PASSAGE PROVIDED:
By ADEBAYO OBAJEMU, Contributing Editor

They are everywhere,  we may as well call them part of the challenge of living in urban centres. As  confounding as they are,  motor park touts popularly  called “Agbero” in local parlance are a people that inhabit a world and  subculture solely their own: unique for their proclivity to violence, political thuggery, social deviance and, what is more, a thrilling capacity for coining words and phrases that set social register in the society.
Decent people pray before living home in the morning not to have anything to do with them, yet, commuters cannot but avoid them since they are the lords of motor park minors.
Often haggard- looking, with penetrating eyes, disheveled most times, but in recent times, they have assumed ‘decent ‘ air by looking ‘respectable’ in the  state-of -art clothes they wear complete with designers jewelry kitting their necks and wrists, making some of them look like a Hollywood mogul.
But beneath the veneer of this respectability lies a twinge of violent culture and their proclivities as cannon folders for politicians to foment trouble, rig election and sundry acts.
Otunba Fatai, alias “Danger”, is a name that rings bell in Agbado station, Opeilu, Adiyan and that axis. Not that he has made headlines as a budding writer, singer or promising thespian, yet he is more popular than the familiar screen gods and goddesses we idolize.
Good- looking, hazel-eyed, with a disarming smile, his handsome face often assumes a permanent grin, yet, he is one of the most feared individuals in the locality. He is the Chairman of the local chapter of the tricycle riders association. He lives like a king complete with the appurtenances of a mafia don.
This reporter had accidental encounter with him at a hotel he owns in Adiyan, a Lagos suburb. As he walks up the long corridor into the large expansive alfresco bar, a medley of people acknowledge him by deferential greetings, like an emperor surveying his praetorian guards, he takes in his environment, but recognises our indifference, this reporter and a colleague.
Intrigued and annoyed by the sheer ‘effrontery of the slight, he makes enquiry about us, and was informed we were not regular guys. He orders drinks for everybody but we decline his generosity. He comes to us and we got chatting. There and then he gets to know our identity as newsmen.

WORK TO COMPLETE:
1. In the feature on motor park touts, transcribe everything from "By ADEBAYO OBAJEMU, Contributing" down to "motor park minors.".
2. According to the feature on motor park touts, what position does Otunba Fatai hold?
3. Resume the feature on motor park touts, picking up after its final sentence.

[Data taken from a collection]
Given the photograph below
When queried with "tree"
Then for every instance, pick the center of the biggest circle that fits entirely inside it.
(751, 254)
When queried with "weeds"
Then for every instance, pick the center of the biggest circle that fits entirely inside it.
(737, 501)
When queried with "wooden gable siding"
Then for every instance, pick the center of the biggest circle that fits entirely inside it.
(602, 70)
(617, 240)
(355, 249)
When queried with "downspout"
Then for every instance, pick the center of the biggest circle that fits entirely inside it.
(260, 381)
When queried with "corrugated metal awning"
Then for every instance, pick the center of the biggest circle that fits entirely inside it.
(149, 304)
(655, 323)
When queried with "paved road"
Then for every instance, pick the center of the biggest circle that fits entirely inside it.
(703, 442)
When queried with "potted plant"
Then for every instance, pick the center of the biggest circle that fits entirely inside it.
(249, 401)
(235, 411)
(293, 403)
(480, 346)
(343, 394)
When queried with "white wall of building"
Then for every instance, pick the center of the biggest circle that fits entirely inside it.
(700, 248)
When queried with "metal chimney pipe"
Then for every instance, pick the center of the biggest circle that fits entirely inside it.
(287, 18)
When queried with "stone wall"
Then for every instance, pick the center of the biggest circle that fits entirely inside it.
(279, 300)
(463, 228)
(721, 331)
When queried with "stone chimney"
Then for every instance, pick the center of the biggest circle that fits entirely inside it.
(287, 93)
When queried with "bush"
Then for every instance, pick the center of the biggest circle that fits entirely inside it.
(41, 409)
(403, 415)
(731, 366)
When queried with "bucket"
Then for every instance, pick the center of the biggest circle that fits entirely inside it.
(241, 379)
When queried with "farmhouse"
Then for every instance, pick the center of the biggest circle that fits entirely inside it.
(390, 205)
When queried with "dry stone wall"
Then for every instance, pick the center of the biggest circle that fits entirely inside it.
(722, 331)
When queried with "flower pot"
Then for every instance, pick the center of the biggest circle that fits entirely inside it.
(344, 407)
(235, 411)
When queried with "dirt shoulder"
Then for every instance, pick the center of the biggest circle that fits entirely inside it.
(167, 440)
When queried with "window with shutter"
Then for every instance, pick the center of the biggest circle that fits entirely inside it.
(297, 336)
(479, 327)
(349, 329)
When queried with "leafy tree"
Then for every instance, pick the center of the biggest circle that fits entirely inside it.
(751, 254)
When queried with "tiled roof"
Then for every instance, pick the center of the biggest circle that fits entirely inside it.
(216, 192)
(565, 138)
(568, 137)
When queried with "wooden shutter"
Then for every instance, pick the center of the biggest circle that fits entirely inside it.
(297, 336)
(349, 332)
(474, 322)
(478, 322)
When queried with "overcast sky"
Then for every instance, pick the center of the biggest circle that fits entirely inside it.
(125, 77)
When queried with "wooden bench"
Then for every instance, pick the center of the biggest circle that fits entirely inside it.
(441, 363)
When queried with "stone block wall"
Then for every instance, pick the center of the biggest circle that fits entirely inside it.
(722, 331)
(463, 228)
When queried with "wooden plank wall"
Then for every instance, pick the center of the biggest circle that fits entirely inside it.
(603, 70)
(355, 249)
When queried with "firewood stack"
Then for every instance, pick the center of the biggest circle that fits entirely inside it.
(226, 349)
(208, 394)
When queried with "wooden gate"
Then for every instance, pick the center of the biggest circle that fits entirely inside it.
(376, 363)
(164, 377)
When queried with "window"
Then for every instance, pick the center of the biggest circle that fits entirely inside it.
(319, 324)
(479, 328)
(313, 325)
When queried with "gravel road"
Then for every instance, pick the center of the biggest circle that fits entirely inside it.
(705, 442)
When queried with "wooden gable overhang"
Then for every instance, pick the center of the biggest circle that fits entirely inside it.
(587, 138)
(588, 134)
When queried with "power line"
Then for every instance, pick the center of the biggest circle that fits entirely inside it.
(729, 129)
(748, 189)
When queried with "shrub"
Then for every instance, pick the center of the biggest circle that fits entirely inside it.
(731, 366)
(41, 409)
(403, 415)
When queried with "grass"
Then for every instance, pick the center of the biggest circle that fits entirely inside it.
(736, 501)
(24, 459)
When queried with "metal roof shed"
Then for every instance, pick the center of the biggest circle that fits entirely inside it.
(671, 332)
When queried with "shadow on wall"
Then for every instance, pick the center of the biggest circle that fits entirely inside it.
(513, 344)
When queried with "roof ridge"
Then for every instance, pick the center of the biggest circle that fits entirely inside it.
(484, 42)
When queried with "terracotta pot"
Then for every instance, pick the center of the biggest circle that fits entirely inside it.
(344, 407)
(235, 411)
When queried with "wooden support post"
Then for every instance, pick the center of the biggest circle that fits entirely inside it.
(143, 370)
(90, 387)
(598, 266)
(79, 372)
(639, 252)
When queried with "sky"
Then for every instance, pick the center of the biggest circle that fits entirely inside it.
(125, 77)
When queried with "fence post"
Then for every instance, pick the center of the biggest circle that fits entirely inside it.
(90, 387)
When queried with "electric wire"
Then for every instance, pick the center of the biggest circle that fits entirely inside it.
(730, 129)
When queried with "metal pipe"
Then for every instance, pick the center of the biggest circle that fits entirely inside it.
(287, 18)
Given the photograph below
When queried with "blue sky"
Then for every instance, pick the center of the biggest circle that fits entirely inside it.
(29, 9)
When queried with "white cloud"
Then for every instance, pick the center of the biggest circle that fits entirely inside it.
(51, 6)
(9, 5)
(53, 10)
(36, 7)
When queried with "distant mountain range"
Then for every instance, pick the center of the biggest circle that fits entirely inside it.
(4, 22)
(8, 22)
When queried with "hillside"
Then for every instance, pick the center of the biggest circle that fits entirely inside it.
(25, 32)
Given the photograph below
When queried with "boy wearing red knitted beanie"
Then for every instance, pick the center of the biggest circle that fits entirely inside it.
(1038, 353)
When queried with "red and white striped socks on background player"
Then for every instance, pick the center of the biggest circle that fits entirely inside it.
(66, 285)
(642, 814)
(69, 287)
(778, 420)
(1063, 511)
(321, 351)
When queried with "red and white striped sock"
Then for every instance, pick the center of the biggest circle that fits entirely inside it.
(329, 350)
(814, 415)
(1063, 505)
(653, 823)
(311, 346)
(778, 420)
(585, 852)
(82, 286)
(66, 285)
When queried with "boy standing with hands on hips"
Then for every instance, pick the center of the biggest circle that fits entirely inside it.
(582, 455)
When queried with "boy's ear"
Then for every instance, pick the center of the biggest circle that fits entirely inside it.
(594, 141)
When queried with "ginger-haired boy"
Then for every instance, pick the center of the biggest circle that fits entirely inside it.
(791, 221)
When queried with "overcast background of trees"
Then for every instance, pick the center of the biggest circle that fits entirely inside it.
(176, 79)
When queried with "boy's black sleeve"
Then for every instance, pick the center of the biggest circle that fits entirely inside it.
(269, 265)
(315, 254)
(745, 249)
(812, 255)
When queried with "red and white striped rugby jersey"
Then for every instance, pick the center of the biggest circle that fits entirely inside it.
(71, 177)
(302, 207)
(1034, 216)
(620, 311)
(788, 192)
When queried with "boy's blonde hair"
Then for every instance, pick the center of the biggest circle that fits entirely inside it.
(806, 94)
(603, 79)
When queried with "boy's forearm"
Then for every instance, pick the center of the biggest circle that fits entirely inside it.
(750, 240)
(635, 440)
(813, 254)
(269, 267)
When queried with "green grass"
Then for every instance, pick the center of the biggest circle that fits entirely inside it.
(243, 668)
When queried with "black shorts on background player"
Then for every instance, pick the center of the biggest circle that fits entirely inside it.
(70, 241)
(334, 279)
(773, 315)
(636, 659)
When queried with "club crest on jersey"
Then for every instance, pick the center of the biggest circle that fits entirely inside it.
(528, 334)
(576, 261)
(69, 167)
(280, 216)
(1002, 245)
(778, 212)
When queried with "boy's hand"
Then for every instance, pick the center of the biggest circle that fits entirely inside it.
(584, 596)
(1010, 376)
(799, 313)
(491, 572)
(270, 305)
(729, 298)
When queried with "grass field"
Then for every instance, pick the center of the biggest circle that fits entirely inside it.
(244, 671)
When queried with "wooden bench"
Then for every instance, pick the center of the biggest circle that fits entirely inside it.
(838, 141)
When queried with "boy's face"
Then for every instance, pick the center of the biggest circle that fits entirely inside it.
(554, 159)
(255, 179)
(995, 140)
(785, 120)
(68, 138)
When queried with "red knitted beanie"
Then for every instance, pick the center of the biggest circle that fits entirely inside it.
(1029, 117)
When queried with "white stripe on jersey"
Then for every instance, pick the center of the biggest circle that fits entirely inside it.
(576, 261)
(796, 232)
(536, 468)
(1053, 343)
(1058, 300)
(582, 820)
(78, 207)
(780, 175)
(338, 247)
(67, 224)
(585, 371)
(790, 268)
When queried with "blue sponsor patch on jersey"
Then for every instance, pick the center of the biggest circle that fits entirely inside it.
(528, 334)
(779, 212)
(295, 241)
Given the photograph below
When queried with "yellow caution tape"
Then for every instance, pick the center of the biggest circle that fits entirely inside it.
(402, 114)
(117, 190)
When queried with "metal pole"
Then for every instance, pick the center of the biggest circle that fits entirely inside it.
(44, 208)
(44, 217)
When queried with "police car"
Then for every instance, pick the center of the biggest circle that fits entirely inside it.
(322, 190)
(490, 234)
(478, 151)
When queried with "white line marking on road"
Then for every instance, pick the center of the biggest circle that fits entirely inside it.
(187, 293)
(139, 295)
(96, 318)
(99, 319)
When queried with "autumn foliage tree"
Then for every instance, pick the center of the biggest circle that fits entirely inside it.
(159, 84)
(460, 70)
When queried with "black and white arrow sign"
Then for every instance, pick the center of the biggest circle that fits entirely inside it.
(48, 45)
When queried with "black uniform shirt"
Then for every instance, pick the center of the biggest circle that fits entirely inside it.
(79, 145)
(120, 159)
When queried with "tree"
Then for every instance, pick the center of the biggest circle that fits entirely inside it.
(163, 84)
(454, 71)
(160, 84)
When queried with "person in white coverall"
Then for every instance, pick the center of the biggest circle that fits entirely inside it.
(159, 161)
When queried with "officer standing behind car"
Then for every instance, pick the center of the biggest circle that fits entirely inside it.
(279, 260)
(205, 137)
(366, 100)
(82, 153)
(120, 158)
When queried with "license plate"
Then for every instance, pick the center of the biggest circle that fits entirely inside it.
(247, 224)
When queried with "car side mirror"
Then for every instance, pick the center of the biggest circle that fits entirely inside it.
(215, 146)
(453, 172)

ANSWERS TO THE PROBLEMS:
1.
By ADEBAYO OBAJEMU, Contributing Editor

They are everywhere,  we may as well call them part of the challenge of living in urban centres. As  confounding as they are,  motor park touts popularly  called “Agbero” in local parlance are a people that inhabit a world and  subculture solely their own: unique for their proclivity to violence, political thuggery, social deviance and, what is more, a thrilling capacity for coining words and phrases that set social register in the society.
Decent people pray before living home in the morning not to have anything to do with them, yet, commuters cannot but avoid them since they are the lords of motor park minors.

2. He is the Chairman of the local chapter of the tricycle riders association.

3.
His wife and children are in the U.S. In addition to the ownership of the hotel, he admitted to owning two standard primary schools and a thriving bakery plus ownership of two commercial vehicles plying Akure, Ondo State.
“The popular misconception that “Agberos” are lay-about without any ambition is very prevalent in our society, but it is not true. Though, there are some that are not responsible, a lot of us are decent people, with families and businesses. We are not paupers, we are the new middle class, and a lot of us are better off than many graduates on regular employment, and if you must know, we have many graduates in our midst. We should not confuse our public persona with what we really are.”
Lateef Akanji lives in two bedroom flat in Ijaye, Ojokoro,  a Lagos suburb. He is a road transport worker in Ogba, a euphemism for touting or Agbero. He is one of the boys saddled with the responsibility of collecting daily dues from commercial drivers. He told this newspaper that he “goes home with an average of N7000 daily,owns a commercial bus and has a large retail shop being managed by his wife. ” My two children attend a private school where I pay N25,000 each as school fee, and  I also have a small block industry with a staff of three”, he admitted to this reporter in a chat.
Mutiu Okanlawon, is one of the officials of motorcycle riders association in Ijoko, near Sango. “My brother I take home an average of N8,000 daily, I have five motorcycles on the road, and two hectares of cassava farms with three permanent staff. From the cassava farm, I make an average of three million annually, the manager of the farm is a HND holder. I pay him N25,000 monthly.”
Continuing, Okanlawon declared that “the people you press call touts or Agberos are responsible people with businesses of their own.”
Falodun Ajao is a regular Agbero in Boundary, Ajegunle. At 29, he has two wives, five children who are in private school, yet he manages to make his home front look respectable and peaceful.
“I have made the two wives comfortable by securing well stocked stores for them with different wares, and I have a commercial vehicle that makes money for me. My two brothers are in university, and I take care of them “, he blurted out with glee.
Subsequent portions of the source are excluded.